» **THE EXERCISE**
Rewrite the passage of the article about the open letter starting at "Unfortunately, Greece is" and ending at "terrorizes Jewish populations.", changing "polls" to "surveys".

--- START SELECTED EXCERPT ---

Photo: Ethnos
In their letter, they seek to incite people in Europe to oppose the increasing influence of extreme right forces. It was published in the British newspaper The Guardian, the French Le Monde, the Greek Kathimerini and other leading newspapers.
So far, the letter entitled "We are all Greek Jews" has been signed by Benjamin Abtan - President of the European Grassroots Antiracist Movement, the Russian human rights activist Svetlana Gannushkina, the British sociologist Anthony Giddens, former Foreign French Minister of Foreign Affairs Bernard Kouchner, Adam Michnik - historian, essayist, journalist and former member of Solidarnosc, the photographer Oliviero Toscani from Italy, the Israeli novelist and essayist A. B. Yehoshua, the former Minister of Foreign Affairs of Spain Miguel Angel Moratinos, the Serb Jovan Dijvak - defender during the siege of Sarajevo, the Literature Nobel Prize laureate Dario Fo, the director from Israel Amos Gitai, Beate et Serge Klarsfeld – president of the French Foundation "Sons and daughters of extradited French Jews," the philosopher and writer Bernard-Henri Levy from France, Amelie Nothomb – a writer from Belgium, Dominique Sopo - President of the French organization SOS Racisme, American writer - Peace Nobel Prize winner Elie Wiesel and the Professor at the University of Oslo Thomas Hylland Eriksen. The letter reads:
“Thunderclap: on the 6th of May, the neo-Nazi party ‘Golden Dawn’ entered the Greek Parliament.
‘Golden Dawn’ - with its emblem inspired by the Swastika, its Hitlerian salute, Mein Kampf as its reference, its anti-Semitic and racist ideology, its negationism, its violence against immigrants, its threats against journalists, its personality cult, … - is a lineal heir of the German national-socialist party which led Europe and the world to chaos and bloodshed.
Unfortunately, Greece is not the only country concerned with this revival of Nazi ideology. In Latvia, this year, for the first time, the President of the Republic, supported the annual former Waffen SS march in spite of the strong criticism it gave rise to. In Austria, the FPÖ, an extreme right organization - which nurtures III Reich nostalgia - is favourite in the polls for the next parliamentary elections. In Hungary, the ‘Hungarian Guard Movement’- descendant of ‘The Arrow Cross Party’ – the former militia responsible for the extermination of Jews and Gypsies - holds direct responsibility for provoking attacks and murders against Roma people and terrorizes Jewish populations.
This revival was made possible by the systematic attack by extreme right parties on the aspiration to “togetherness”, the Republican ideal of recognizing that each and everyone belongs to the national community. This campaign against “togetherness”, is modelled on Geer Wilder’s strategy for his ‘Party for Freedom’ at the beginning of the 2000s. The core of this strategy is to hide the speech on inequality of races behind the cultural mask of fighting against a so-called “Islamization of Europe”.

--- END SELECTED EXCERPT ---
--- START EXTRACTED DATA ---

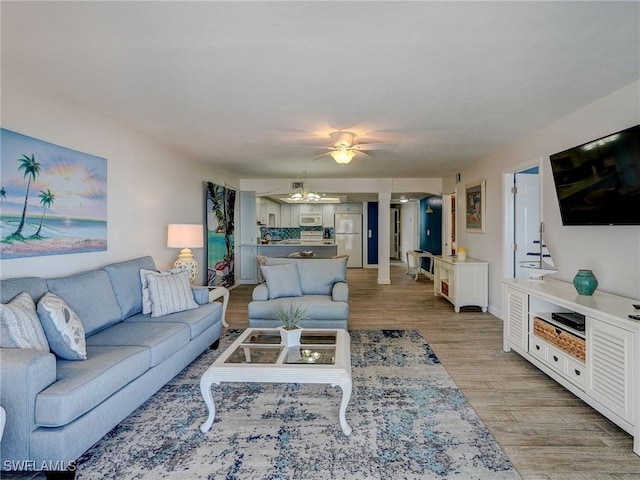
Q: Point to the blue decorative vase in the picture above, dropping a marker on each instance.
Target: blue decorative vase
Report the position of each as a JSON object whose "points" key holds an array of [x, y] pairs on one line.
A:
{"points": [[585, 282]]}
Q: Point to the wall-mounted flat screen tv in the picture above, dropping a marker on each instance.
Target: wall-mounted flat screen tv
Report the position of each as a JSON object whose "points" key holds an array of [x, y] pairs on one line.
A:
{"points": [[598, 183]]}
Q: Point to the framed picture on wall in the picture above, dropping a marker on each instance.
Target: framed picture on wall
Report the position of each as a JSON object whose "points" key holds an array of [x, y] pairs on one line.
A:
{"points": [[474, 206]]}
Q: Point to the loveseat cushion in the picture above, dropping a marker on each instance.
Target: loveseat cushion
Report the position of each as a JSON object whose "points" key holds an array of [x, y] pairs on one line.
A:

--- END EXTRACTED DATA ---

» **FULL RESPONSE**
Unfortunately, Greece is not the only country concerned with this revival of Nazi ideology. In Latvia, this year, for the first time, the President of the Republic, supported the annual former Waffen SS march in spite of the strong criticism it gave rise to. In Austria, the FPÖ, an extreme right organization - which nurtures III Reich nostalgia - is favourite in the surveys for the next parliamentary elections. In Hungary, the ‘Hungarian Guard Movement’- descendant of ‘The Arrow Cross Party’ – the former militia responsible for the extermination of Jews and Gypsies - holds direct responsibility for provoking attacks and murders against Roma people and terrorizes Jewish populations.